Records from an annotation dataset:

•••

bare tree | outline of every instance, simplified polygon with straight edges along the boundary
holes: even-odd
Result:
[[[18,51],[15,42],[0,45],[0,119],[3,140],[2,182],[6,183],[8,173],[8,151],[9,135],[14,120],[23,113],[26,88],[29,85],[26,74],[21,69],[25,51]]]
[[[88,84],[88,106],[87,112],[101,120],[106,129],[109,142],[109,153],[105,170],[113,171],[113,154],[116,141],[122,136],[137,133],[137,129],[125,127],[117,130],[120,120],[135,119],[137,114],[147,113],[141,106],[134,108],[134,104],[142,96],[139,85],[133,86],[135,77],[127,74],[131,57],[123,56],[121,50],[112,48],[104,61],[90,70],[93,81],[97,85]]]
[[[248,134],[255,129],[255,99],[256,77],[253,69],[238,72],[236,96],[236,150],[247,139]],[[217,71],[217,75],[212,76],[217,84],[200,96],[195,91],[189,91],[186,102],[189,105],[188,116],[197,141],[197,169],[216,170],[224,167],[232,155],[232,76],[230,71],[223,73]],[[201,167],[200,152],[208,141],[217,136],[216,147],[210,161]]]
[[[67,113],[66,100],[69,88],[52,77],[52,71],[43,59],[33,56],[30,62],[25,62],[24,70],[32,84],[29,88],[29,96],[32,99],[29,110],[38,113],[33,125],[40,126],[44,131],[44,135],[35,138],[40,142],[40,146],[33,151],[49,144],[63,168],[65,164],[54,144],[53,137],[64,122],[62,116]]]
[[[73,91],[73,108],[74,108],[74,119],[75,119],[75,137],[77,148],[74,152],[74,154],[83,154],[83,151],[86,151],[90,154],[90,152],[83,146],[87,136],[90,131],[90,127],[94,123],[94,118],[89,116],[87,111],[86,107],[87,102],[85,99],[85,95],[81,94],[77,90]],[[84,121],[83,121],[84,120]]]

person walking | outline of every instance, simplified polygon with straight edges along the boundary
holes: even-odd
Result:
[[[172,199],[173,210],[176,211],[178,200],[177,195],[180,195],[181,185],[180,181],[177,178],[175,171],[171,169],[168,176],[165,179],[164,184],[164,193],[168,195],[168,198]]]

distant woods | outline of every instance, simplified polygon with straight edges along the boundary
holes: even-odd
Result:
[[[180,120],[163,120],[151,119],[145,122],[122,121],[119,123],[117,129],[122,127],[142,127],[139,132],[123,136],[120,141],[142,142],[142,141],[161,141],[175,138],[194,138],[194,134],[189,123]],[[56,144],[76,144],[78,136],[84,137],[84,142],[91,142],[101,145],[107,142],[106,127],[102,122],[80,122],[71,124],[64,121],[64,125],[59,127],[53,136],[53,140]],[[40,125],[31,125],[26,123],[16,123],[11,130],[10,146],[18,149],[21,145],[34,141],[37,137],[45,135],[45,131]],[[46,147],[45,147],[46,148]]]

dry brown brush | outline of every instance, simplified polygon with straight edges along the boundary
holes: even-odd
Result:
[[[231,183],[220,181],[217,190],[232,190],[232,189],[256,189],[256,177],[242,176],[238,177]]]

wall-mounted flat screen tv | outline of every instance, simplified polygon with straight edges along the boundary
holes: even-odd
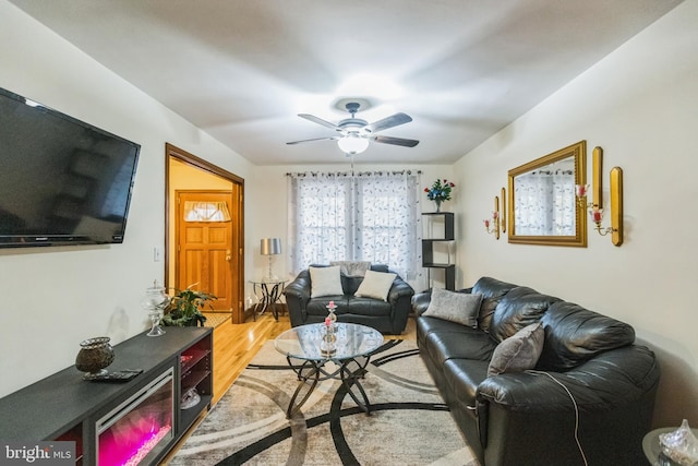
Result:
[[[140,151],[0,87],[0,248],[123,242]]]

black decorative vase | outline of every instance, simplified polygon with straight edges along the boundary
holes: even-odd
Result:
[[[113,348],[109,340],[108,336],[99,336],[81,342],[80,351],[75,357],[75,368],[87,372],[83,379],[94,380],[107,373],[105,368],[113,362]]]

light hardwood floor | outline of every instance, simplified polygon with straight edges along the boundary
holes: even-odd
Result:
[[[256,321],[249,320],[243,324],[233,324],[230,320],[214,328],[214,398],[213,405],[226,394],[242,370],[250,363],[260,348],[268,340],[276,338],[281,332],[291,327],[288,314],[279,315],[278,322],[270,313],[257,315]],[[407,328],[401,335],[385,335],[386,339],[417,338],[414,320],[410,318]],[[167,465],[184,443],[191,432],[204,419],[206,413],[198,417],[186,435],[172,449],[160,463]]]

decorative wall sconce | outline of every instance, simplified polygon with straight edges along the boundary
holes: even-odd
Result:
[[[500,220],[500,226],[502,227],[502,232],[506,232],[506,190],[502,188],[502,219]]]
[[[577,203],[589,208],[589,216],[591,222],[594,223],[594,229],[601,236],[611,234],[611,241],[615,246],[623,244],[623,169],[621,167],[613,167],[611,169],[611,226],[603,228],[601,226],[603,222],[604,211],[602,205],[602,164],[603,164],[603,150],[601,147],[594,147],[593,150],[593,184],[576,184]],[[592,201],[588,201],[589,191],[593,191]]]
[[[493,234],[496,239],[500,239],[500,198],[494,196],[494,211],[492,211],[492,218],[485,218],[482,220],[484,228],[489,234]]]

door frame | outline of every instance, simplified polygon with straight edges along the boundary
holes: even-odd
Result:
[[[169,270],[170,270],[170,229],[173,228],[174,222],[173,218],[170,218],[170,206],[174,202],[174,200],[170,199],[170,160],[177,159],[180,163],[183,163],[192,168],[196,168],[198,170],[206,171],[208,174],[218,176],[230,181],[233,184],[238,186],[239,196],[238,196],[238,212],[240,212],[239,222],[237,222],[237,228],[233,226],[233,229],[237,229],[237,235],[239,239],[239,251],[237,254],[237,266],[238,266],[238,279],[237,283],[231,284],[237,288],[232,289],[232,295],[237,296],[237,303],[233,302],[232,306],[232,323],[242,323],[244,322],[244,310],[243,310],[243,301],[244,301],[244,179],[239,176],[225,170],[216,165],[210,164],[209,162],[204,160],[189,152],[181,150],[170,143],[165,143],[165,287],[169,289]],[[233,189],[234,192],[234,189]],[[234,199],[233,199],[234,202]],[[236,280],[233,280],[236,282]]]

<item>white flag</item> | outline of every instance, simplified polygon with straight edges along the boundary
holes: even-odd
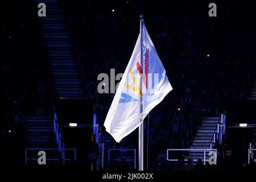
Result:
[[[136,129],[172,90],[144,23],[141,32],[104,122],[106,131],[117,142]]]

•••

PROBLEM:
With the pictures left out, please output each line from the one containing "<item>white flag</item> |" through the end of the entries, exactly as it is.

FINAL RESULT:
<item>white flag</item> | outline of every instance, simplified polygon with straight edges along the boundary
holes: even-odd
Result:
[[[136,129],[172,90],[144,23],[141,32],[104,122],[106,131],[117,142]]]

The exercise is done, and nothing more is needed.